▸ **THE INPUT**:

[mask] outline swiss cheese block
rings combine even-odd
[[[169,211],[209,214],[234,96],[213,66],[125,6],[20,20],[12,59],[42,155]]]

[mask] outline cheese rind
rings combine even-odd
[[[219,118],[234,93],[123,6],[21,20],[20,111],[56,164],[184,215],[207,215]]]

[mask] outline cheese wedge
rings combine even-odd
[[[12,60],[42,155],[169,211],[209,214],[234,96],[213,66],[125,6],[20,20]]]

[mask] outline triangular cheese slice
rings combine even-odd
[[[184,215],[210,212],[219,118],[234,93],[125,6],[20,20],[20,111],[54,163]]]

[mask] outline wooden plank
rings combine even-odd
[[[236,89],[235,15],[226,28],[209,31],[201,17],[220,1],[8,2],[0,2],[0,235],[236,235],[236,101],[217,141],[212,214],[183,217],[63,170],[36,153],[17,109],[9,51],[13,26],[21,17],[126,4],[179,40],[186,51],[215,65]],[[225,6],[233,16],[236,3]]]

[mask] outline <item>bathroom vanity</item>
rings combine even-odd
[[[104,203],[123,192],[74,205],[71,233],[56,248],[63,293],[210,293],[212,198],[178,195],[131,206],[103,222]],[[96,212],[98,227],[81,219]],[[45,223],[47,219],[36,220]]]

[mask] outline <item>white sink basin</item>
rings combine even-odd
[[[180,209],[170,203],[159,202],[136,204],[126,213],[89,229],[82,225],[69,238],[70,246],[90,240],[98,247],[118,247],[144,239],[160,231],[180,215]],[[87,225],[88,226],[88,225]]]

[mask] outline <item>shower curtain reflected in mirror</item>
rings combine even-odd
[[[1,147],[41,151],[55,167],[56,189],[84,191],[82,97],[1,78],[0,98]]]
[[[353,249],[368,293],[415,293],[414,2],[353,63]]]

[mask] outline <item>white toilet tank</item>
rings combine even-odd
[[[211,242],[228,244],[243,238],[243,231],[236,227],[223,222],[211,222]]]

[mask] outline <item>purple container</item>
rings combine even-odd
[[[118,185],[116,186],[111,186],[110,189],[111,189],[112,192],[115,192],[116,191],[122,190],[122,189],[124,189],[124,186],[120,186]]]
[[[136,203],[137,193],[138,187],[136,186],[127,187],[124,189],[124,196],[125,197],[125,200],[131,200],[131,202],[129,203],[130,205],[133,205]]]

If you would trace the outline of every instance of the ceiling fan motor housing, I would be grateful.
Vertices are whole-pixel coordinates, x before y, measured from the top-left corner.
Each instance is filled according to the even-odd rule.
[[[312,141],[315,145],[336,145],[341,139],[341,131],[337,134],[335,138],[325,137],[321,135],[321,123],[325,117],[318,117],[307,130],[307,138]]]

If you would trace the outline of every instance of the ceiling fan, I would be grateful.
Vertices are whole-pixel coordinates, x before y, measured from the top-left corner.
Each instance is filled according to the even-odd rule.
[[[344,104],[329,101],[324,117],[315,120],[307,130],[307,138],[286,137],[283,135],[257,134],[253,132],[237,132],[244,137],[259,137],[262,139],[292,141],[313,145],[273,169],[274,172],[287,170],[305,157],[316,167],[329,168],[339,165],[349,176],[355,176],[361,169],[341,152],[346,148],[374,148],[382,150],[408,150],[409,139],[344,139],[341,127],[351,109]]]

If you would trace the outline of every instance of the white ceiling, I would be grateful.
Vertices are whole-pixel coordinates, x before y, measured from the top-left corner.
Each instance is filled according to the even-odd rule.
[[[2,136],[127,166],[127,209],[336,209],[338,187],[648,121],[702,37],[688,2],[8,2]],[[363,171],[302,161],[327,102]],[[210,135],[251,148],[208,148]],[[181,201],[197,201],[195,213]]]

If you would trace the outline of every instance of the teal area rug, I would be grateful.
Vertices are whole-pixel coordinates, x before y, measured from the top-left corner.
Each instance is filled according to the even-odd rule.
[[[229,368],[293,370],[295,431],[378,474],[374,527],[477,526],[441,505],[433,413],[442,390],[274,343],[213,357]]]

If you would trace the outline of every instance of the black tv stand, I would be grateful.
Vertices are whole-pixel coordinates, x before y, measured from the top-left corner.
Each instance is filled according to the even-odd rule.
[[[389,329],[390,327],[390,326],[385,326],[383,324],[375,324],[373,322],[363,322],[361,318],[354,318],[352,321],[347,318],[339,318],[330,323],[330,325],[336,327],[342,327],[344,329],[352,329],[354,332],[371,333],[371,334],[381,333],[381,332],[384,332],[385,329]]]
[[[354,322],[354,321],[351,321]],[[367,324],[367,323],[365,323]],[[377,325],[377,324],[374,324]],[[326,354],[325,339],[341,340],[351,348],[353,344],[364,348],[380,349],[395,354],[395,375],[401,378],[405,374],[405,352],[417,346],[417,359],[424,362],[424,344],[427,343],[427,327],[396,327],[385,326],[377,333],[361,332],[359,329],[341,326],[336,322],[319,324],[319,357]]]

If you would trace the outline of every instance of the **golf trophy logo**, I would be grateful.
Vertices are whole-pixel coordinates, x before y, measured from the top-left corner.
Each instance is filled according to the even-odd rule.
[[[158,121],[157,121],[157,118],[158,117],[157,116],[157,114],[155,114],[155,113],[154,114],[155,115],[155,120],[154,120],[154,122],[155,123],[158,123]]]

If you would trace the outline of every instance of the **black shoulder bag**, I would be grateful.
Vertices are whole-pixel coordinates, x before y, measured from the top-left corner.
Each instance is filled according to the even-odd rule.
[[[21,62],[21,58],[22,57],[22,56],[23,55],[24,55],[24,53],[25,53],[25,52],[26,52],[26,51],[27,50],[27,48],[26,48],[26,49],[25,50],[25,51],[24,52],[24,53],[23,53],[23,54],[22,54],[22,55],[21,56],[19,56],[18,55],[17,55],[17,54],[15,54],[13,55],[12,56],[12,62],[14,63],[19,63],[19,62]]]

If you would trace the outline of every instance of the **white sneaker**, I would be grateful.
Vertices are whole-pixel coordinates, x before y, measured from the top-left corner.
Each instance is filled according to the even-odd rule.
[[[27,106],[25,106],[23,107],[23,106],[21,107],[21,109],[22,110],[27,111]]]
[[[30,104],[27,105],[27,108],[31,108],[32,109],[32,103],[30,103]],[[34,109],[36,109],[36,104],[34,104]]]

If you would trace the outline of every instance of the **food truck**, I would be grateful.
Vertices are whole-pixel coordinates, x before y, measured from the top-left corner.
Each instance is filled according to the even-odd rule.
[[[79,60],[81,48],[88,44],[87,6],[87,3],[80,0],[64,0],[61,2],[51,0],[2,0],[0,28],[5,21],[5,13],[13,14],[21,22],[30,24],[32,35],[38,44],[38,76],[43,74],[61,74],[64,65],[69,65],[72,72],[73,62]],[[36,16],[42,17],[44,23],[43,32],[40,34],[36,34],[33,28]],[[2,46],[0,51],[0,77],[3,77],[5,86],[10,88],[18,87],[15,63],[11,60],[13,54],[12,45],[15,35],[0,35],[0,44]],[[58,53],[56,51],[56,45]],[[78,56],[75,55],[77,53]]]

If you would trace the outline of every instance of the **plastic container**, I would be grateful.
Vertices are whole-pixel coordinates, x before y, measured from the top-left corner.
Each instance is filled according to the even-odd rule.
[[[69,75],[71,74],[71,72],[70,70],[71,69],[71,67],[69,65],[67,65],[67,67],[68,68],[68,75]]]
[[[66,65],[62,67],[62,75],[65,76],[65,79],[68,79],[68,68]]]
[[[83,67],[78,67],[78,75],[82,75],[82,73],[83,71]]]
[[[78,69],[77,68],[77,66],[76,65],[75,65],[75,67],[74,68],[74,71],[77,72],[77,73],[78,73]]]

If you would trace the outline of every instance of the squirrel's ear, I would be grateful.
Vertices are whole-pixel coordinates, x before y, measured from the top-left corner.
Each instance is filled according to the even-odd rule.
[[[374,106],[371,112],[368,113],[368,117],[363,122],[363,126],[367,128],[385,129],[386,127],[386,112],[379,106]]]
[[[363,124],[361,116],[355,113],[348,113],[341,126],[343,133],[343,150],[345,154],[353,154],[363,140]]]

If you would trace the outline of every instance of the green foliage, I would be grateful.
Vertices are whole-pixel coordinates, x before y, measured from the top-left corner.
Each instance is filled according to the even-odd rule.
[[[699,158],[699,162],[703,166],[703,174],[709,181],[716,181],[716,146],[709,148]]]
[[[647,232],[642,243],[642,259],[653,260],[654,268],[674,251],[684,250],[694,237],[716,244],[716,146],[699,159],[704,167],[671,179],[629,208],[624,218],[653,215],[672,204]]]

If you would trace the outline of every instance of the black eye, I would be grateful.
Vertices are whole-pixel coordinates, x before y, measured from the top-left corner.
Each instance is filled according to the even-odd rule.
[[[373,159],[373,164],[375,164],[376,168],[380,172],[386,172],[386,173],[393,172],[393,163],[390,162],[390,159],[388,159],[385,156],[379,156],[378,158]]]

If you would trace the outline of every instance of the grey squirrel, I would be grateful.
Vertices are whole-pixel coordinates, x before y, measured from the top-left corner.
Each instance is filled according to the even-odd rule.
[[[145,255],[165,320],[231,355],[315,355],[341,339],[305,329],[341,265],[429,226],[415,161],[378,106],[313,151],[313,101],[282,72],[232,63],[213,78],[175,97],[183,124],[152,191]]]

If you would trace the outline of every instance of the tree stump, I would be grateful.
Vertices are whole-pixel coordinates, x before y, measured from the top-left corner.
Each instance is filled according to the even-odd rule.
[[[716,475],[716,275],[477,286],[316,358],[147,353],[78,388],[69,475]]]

▸ **DIRECTIVE**: Every line from the one holding "foliage, I would be grateful." through the final line of the listing must be echoed exactly; leave out all other lines.

▸ **SOLUTION TO THIS PROBLEM**:
If you would trace the outline of every instance of the green foliage, I would be grateful.
Vertices are whole-pixel coordinates, x before y, measured from the top-left corner.
Each instance is filled according to the even-odd rule.
[[[699,158],[699,162],[703,166],[703,174],[709,181],[716,181],[716,146],[709,148]]]
[[[647,232],[642,243],[642,259],[653,260],[654,268],[674,251],[684,250],[694,237],[716,244],[716,146],[699,159],[704,167],[671,179],[629,208],[624,218],[653,215],[672,204]]]

If you would trace the outline of every instance of the black eye, I would be grateful.
Vertices are whole-pixel coordinates, x before y, measured from the top-left corner.
Each instance is filled according to the even-odd rule.
[[[373,159],[373,164],[375,164],[376,168],[380,172],[386,172],[386,173],[393,172],[393,163],[390,162],[390,159],[388,159],[385,156],[379,156],[378,158]]]

If you would trace the outline of every instance of the grey squirrel, I would be grateful.
Vertices are whole-pixel coordinates, x before y, measured from the top-left corner.
Each instance is filled according to the even-odd rule.
[[[145,255],[165,320],[231,355],[315,355],[341,339],[305,329],[341,265],[429,226],[415,161],[378,106],[313,151],[313,101],[282,72],[232,63],[213,78],[175,97],[183,124],[152,191]]]

If you would trace the outline of every instance of the tree stump, I would be grateful.
Vertices are whole-pixel coordinates, x before y, measured from the top-left corner.
Each instance is filled according to the even-odd rule.
[[[716,475],[716,275],[477,286],[316,358],[147,353],[78,388],[69,475]]]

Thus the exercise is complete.